◆ Instruction
Present the items below as a Markdown table with the columns Row and Item line, leaving out any blank lines. Include only the lines from the one containing "Objective: one point per instance of the curved" through the end of the items.

◆ Raw records
************
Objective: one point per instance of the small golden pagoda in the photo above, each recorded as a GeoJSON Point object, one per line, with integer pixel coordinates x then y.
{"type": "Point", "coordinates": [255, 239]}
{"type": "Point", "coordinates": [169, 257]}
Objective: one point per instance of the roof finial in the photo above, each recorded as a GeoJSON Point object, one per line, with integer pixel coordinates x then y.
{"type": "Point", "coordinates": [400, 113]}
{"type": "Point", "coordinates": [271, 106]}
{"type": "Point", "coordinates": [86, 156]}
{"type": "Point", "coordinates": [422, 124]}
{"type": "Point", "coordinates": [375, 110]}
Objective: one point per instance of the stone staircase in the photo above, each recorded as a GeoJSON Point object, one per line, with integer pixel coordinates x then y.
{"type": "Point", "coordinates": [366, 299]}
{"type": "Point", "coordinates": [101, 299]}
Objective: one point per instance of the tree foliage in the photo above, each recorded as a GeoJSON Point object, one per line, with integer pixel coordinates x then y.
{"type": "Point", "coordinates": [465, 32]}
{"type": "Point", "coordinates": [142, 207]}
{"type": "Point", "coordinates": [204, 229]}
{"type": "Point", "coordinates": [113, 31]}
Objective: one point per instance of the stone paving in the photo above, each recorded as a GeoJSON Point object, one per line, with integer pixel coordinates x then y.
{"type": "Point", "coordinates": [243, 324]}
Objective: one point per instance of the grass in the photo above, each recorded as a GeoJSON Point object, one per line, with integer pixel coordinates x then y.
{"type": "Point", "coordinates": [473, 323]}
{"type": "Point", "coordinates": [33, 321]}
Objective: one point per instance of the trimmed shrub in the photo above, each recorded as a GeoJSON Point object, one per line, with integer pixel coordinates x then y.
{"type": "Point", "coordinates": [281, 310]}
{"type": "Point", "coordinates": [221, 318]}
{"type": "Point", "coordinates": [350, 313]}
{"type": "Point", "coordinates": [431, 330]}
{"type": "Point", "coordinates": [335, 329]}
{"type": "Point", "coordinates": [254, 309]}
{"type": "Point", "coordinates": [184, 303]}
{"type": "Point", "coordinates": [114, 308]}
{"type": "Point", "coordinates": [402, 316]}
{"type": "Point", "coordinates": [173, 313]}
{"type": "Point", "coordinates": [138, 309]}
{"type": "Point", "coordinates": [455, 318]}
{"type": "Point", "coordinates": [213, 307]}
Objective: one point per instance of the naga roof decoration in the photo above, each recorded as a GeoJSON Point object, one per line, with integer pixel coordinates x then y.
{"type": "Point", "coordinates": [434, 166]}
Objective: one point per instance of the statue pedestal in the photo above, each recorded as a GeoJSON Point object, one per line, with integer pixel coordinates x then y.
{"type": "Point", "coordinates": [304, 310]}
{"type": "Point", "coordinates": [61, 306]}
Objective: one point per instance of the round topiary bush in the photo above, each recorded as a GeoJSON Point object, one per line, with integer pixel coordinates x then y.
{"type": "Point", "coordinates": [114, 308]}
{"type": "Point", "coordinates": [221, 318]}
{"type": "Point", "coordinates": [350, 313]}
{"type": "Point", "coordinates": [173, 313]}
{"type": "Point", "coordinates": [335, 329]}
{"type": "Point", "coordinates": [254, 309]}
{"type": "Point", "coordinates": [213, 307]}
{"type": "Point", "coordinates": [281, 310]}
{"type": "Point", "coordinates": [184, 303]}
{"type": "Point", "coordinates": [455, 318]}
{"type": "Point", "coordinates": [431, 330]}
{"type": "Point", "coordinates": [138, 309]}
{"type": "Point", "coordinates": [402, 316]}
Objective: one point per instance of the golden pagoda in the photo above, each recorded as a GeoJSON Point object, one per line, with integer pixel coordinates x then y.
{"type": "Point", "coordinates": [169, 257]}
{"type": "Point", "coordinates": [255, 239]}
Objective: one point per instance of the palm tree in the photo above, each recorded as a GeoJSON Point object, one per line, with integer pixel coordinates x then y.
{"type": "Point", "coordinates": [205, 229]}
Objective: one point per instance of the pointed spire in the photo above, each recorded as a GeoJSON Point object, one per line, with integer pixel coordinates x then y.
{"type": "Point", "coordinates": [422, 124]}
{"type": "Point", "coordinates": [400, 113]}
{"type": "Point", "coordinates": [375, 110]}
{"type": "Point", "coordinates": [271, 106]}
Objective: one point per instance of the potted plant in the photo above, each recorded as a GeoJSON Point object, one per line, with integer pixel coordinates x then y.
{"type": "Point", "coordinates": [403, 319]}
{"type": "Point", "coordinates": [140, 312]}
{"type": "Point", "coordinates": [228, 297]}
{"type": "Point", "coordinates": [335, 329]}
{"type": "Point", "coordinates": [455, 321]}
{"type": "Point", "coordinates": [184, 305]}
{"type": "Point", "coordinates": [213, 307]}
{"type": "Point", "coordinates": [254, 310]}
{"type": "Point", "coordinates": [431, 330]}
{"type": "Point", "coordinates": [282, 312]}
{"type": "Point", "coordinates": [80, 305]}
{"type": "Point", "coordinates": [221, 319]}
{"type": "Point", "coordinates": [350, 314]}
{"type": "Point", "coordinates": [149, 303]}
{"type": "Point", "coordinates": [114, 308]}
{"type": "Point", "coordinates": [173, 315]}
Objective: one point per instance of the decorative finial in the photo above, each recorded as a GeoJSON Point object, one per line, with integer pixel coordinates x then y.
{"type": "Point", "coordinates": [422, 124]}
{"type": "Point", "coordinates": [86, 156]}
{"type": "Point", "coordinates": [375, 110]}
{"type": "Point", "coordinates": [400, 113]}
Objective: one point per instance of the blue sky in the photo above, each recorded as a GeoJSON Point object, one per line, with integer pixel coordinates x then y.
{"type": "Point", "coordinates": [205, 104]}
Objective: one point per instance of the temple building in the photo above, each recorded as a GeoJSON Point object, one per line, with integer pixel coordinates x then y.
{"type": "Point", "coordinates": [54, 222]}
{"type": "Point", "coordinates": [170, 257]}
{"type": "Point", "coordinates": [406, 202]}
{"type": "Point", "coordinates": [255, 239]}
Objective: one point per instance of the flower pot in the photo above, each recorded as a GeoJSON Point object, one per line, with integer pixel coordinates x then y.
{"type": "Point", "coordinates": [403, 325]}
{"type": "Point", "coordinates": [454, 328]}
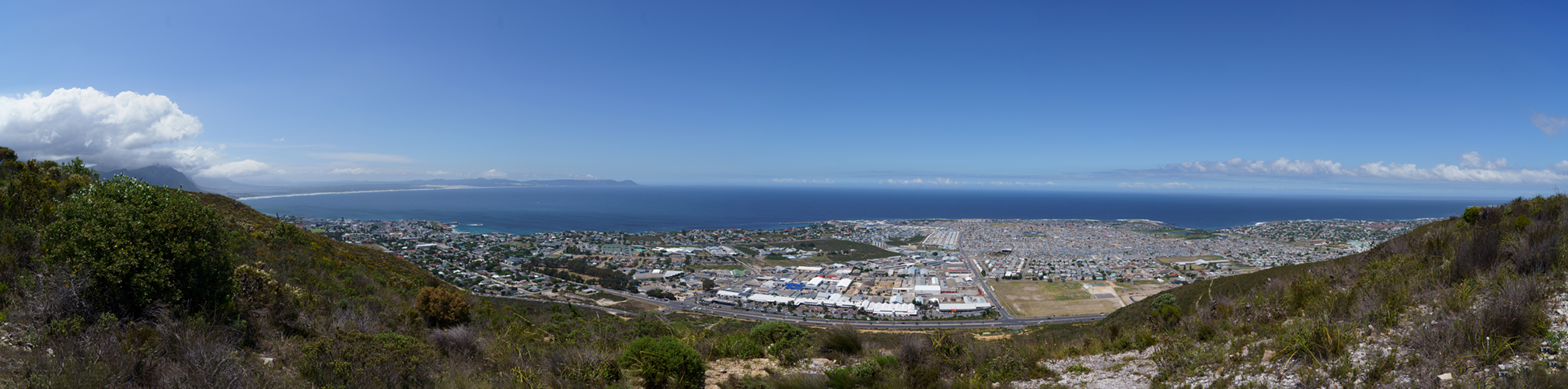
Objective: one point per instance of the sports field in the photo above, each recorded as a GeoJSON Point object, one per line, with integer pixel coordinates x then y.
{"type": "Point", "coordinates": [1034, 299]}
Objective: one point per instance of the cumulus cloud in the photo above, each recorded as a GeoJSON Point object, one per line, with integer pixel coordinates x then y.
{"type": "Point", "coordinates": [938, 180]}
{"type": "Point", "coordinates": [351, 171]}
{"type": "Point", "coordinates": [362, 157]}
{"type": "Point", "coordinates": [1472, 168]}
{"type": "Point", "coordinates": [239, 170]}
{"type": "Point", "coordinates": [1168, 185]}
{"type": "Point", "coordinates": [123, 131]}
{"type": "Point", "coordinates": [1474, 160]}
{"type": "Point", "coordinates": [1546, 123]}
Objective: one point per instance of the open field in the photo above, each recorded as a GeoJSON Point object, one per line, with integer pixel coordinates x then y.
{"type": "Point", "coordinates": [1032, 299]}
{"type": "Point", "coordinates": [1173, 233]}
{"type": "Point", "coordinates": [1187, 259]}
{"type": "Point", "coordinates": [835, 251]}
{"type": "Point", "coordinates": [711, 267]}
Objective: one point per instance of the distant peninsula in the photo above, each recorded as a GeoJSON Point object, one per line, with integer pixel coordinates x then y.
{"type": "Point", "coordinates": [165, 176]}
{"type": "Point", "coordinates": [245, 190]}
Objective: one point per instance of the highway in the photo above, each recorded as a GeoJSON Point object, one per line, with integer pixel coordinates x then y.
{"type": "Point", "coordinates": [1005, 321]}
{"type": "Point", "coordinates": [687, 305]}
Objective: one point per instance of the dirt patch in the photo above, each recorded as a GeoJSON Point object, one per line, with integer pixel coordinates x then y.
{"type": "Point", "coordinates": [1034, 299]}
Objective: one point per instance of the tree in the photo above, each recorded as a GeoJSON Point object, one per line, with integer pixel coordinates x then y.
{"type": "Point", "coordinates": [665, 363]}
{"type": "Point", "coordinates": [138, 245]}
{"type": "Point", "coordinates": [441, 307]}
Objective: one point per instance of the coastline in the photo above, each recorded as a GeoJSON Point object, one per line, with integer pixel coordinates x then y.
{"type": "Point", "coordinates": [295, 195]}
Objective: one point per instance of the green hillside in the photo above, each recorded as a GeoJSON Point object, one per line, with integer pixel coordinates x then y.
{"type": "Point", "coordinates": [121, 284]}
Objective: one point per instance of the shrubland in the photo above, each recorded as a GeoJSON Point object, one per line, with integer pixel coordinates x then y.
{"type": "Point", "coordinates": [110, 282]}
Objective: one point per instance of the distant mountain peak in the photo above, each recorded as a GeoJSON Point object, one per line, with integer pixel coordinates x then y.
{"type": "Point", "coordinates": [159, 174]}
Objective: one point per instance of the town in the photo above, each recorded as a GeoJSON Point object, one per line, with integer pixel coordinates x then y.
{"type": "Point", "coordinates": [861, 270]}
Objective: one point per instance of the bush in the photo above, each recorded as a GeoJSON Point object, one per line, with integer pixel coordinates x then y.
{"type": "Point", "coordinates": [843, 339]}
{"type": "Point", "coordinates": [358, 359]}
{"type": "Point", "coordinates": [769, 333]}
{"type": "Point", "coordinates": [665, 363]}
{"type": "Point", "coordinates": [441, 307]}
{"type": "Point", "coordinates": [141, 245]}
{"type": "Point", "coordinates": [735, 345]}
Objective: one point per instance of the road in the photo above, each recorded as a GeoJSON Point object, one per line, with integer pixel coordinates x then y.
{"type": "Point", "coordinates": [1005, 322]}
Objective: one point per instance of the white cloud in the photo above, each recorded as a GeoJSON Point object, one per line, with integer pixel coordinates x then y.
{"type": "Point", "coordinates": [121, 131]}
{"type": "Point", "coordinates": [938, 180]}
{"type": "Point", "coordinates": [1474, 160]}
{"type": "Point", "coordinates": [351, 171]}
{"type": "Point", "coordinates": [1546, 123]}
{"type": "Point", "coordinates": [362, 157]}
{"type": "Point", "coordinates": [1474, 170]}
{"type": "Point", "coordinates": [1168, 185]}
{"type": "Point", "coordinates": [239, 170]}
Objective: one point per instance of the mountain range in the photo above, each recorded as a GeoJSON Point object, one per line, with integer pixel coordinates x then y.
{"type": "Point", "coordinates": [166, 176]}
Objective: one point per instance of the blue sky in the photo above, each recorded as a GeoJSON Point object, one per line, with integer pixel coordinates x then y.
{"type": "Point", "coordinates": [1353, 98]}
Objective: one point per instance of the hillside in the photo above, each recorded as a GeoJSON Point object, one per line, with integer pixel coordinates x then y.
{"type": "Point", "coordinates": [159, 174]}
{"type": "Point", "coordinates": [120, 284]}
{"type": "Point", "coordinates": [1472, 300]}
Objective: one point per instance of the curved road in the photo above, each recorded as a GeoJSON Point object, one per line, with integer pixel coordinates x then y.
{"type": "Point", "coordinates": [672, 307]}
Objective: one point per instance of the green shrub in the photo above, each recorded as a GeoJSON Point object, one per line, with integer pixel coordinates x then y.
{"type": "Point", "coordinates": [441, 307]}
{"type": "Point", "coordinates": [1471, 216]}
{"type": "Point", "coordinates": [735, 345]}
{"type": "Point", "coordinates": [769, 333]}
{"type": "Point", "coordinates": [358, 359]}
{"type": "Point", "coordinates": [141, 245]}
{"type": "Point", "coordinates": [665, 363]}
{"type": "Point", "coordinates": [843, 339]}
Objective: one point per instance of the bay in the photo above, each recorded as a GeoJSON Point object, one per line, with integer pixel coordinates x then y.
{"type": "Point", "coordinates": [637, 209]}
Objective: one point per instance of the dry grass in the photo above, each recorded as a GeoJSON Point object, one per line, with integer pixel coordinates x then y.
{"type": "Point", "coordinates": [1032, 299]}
************
◆ The solution
| Row | Item line |
|---|---|
| 1 | Objective: one point per instance of the curved road in the photo above, each recorded as a GeoJSON Point object, one per line, with integer pixel coordinates x then y. |
| 2 | {"type": "Point", "coordinates": [672, 307]} |
| 3 | Objective: one point per instance of the green shrub in the photo above, each recorded as a GeoJSON Point object, one per line, with integer pixel coordinates x then y. |
| 4 | {"type": "Point", "coordinates": [441, 307]} |
| 5 | {"type": "Point", "coordinates": [1471, 216]} |
| 6 | {"type": "Point", "coordinates": [735, 345]} |
| 7 | {"type": "Point", "coordinates": [769, 333]} |
| 8 | {"type": "Point", "coordinates": [358, 359]} |
| 9 | {"type": "Point", "coordinates": [141, 245]} |
| 10 | {"type": "Point", "coordinates": [665, 363]} |
| 11 | {"type": "Point", "coordinates": [843, 339]} |
| 12 | Objective: one point per instance of the bay in the photo above, each recorded as a GeoJSON Point object, one per line, with integer pixel coordinates x then y. |
| 13 | {"type": "Point", "coordinates": [637, 209]} |
| 14 | Objective: one point per instance of the dry grass in the photo above, each recorded as a GeoJSON Point object, one per line, with integer pixel coordinates x then y. |
| 15 | {"type": "Point", "coordinates": [1032, 299]} |